Harta warisan adalah kekayaan yang berupa keseluruhan aktiva dan pasiva yang ditinggalkan pewaris dan berpindah kepada para ahli waris. Keseluruhan kekayaan yang berupa aktiva dan pasiva yang menjadi milik bersama ahli waris disebut Boedel.

SYARAT UMUM PEWARISAN
Syarat Umum Pewarisan:
1. Ada orang yang meninggal dunia
2. Untuk memperoleh harta peninggalan ahli waris harus hidup pada saat pewaris meninggal.
3. Pasal 836 KUHPerdata, untuk bertindak sebagai ahli waris harus hadir pada saat harta peninggalan jatuh meluang (warisan terbuka).
4. Pasal 2 Ayat (1) KUHPerdata, bayi dalam kandungan ibu dianggap sebagai subyek hukum, dengan syarat:
a. Telah dibenihkan;
b. Dilahirkan hidup;
c. Ada kepentingan yang menghendaki (warisan).

PENGERTIAN HUKUM WARIS
Hukum waris adalah hukum yang mengatur mengenai apa yang harus terjadi dengan harta kekayaan seseorang yang meninggal dunia, dengan lain perkataan mengatur peralihan harta kekayaan yang ditinggalkan seseorang yang meninggal serta akibat-akibatnya bagi ahli waris. Pada asasnya, yang dapat diwariskan “hanya hak-hak dan kewajiban dibidang hukum kekayaan saja”. Pengecualian (hak dan kewajiban dibidang hukum kekayaan yang tidak dapat diwariskan). Perjanjian kerja, hubungan kerja, keanggotaan perseroan, pemberian kuasa.

**Data yang Diberikan**
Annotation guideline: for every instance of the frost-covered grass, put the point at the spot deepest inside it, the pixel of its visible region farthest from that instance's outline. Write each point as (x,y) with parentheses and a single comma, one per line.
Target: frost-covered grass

**Uraian Latihan**
Ketik ulang teks tentang hukum waris di atas, semuanya mulai dari "4. Pasal 2 Ayat" sampai dengan "perseroan, pemberian kuasa.", persis sama tanpa perubahan apa pun.

**Hasil Akhir**
4. Pasal 2 Ayat (1) KUHPerdata, bayi dalam kandungan ibu dianggap sebagai subyek hukum, dengan syarat:
a. Telah dibenihkan;
b. Dilahirkan hidup;
c. Ada kepentingan yang menghendaki (warisan).

PENGERTIAN HUKUM WARIS
Hukum waris adalah hukum yang mengatur mengenai apa yang harus terjadi dengan harta kekayaan seseorang yang meninggal dunia, dengan lain perkataan mengatur peralihan harta kekayaan yang ditinggalkan seseorang yang meninggal serta akibat-akibatnya bagi ahli waris. Pada asasnya, yang dapat diwariskan “hanya hak-hak dan kewajiban dibidang hukum kekayaan saja”. Pengecualian (hak dan kewajiban dibidang hukum kekayaan yang tidak dapat diwariskan). Perjanjian kerja, hubungan kerja, keanggotaan perseroan, pemberian kuasa.